#### Check your understanding
A – In the forum post about merging VCF files, which two chromosomes was the author concatenating when the "not sorted" error appeared?
B – Continue the forum post about merging VCF files from the point where it stops.

#### Page extract
--------------------------------

Merge VCF files by chromosome and Across samples
0
0
Entering edit mode
1 day ago
Maverick ▴ 10

Hello,

I had a gatk pipeline setup successfully to call SNPs and Indels. however it was running whole samples and to reduce time I split them by chromosomes (after mapping, sorting and marking duplicates) and went all the way upto calling variants (GVCF mode). now when I try to concat the chromosomes of the same sample I get an error saying it's not sorted (no matter what tool I run vcftools, Picard) and it's particularly when trying to concat chr9 and chr10. it says that 1st position mentioned in chr 10 is before last position of chr9. I manually checked it and it's not the case. however I sorted them (using vcftools) and concatenated (using vcftools). now the concatenation is successful.

Next step was to combing the gvcf file across samples into one for joint calling. I ran combinegvcf and I got this error:

> 20:37:57.292 INFO  ProgressMeter -       chr9:137752186           
> 250.6             858634000        3426981.3 20:38:02.220 INFO  CombineGVCFs - Shutting down engine [October 13, 2024 at 8:38:02 PM
> GMT] org.broadinstitute.hellbender.tools.walkers.CombineGVCFs done.

--------------------------------

#### Stored data
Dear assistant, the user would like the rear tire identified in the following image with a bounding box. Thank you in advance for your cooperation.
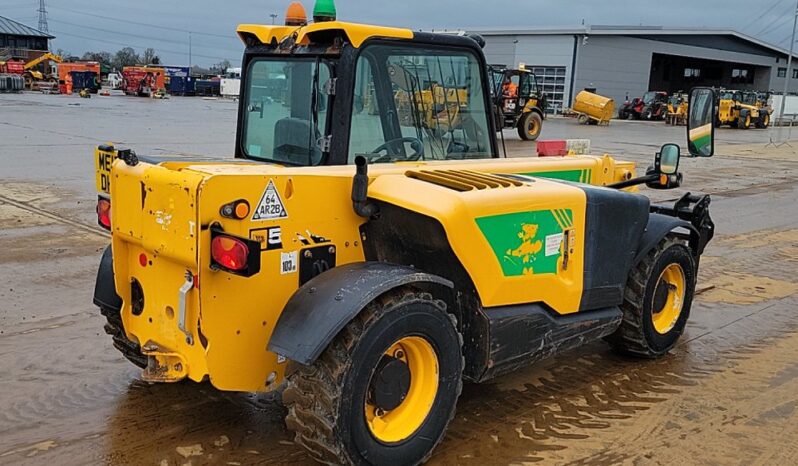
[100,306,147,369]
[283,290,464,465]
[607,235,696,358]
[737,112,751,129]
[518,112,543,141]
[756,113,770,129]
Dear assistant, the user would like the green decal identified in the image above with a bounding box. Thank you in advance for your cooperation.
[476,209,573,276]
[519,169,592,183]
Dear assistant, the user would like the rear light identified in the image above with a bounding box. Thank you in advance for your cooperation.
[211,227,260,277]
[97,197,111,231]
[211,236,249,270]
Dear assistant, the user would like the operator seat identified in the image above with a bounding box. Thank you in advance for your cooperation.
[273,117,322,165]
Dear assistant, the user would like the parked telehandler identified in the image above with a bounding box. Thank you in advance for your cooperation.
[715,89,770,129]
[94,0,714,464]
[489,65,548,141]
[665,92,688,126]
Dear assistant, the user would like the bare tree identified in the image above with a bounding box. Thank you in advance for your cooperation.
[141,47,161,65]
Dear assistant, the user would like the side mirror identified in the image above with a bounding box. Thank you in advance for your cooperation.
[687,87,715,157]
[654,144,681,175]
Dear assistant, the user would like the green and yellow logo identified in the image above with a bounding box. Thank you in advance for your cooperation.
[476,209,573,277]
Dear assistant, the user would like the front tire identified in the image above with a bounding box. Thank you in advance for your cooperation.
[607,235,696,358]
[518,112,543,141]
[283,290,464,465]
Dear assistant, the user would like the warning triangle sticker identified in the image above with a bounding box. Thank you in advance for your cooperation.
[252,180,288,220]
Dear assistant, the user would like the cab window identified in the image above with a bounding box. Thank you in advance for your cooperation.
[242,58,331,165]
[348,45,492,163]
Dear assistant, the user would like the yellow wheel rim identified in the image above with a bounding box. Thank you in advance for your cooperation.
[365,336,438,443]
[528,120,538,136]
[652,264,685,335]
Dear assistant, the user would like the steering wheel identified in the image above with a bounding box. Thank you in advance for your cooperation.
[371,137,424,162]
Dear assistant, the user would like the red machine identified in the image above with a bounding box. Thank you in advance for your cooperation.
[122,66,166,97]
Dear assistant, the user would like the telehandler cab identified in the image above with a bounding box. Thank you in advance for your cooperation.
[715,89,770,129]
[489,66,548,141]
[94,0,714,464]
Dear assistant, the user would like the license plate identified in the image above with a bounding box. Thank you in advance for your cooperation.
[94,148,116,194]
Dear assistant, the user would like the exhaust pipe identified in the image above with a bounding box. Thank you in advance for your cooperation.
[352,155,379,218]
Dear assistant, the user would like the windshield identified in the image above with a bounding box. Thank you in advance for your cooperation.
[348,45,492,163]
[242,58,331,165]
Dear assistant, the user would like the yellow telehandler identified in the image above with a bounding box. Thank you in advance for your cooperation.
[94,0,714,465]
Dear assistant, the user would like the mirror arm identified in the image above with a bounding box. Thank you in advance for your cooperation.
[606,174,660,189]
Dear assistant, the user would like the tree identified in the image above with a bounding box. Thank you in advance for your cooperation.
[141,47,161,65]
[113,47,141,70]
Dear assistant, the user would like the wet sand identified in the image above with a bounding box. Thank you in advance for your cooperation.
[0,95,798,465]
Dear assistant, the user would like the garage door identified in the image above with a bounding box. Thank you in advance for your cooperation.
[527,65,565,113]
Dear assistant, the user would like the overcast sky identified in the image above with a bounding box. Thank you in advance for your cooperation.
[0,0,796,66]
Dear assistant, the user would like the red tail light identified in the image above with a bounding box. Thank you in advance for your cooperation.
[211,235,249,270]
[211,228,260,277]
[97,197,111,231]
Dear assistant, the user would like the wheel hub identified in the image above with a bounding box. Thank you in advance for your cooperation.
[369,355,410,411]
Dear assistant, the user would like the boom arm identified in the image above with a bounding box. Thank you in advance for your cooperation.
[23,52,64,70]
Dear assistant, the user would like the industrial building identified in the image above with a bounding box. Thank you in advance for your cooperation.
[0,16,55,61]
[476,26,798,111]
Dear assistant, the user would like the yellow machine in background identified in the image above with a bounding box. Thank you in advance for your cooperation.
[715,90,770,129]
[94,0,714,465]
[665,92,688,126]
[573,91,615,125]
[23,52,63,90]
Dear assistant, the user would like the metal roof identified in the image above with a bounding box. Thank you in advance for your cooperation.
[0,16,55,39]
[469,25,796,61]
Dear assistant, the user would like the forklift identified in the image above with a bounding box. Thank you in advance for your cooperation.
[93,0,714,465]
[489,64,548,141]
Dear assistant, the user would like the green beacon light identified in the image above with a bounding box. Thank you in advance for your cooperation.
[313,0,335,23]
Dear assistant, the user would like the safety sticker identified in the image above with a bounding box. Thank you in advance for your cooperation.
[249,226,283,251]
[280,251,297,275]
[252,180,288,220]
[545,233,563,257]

--------------------------------

#### Task results
A – chr9 and chr10

B –
> Elapsed time: 250.69 minutes. Runtime.totalMemory()=1224736768
> java.lang.IllegalStateException: The elements of the input Iterators
> are not sorted according to the comparator
> htsjdk.variant.variantcontext.VariantContextComparator    at
> htsjdk.samtools.util.MergingIterator.next(MergingIterator.java:107)
>   at java.base/java.util.Iterator.forEachRemaining(Iterator.java:133)
>   at
> java.base/java.util.Spliterators$IteratorSpliterator.forEachRemaining(Spliterators.java:1845)
>   at
> java.base/java.util.stream.AbstractPipeline.copyInto(AbstractPipeline.java:509)
>   at
> java.base/java.util.stream.AbstractPipeline.wrapAndCopyInto(AbstractPipeline.java:499)
>   at
> java.base/java.util.stream.ForEachOps$ForEachOp.evaluateSequential(ForEachOps.java:150)
>   at
> java.base/java.util.stream.ForEachOps$ForEachOp$OfRef.evaluateSequential(ForEachOps.java:173)
>   at
> java.base/java.util.stream.AbstractPipeline.evaluate(AbstractPipeline.java:234)
>   at
> java.base/java.util.stream.ReferencePipeline.forEach(ReferencePipeline.java:596)
>   at
> org.broadinstitute.hellbender.engine.MultiVariantWalker.traverse(MultiVariantWalker.java:136)
>   at
> org.broadinstitute.hellbender.engine.MultiVariantWalkerGroupedOnStart.traverse(MultiVariantWalkerGroupedOnStart.java:165)
>   at
> org.broadinstitute.hellbender.engine.GATKTool.doWork(GATKTool.java:1098)
>   at
> org.broadinstitute.hellbender.cmdline.CommandLineProgram.runTool(CommandLineProgram.java:149)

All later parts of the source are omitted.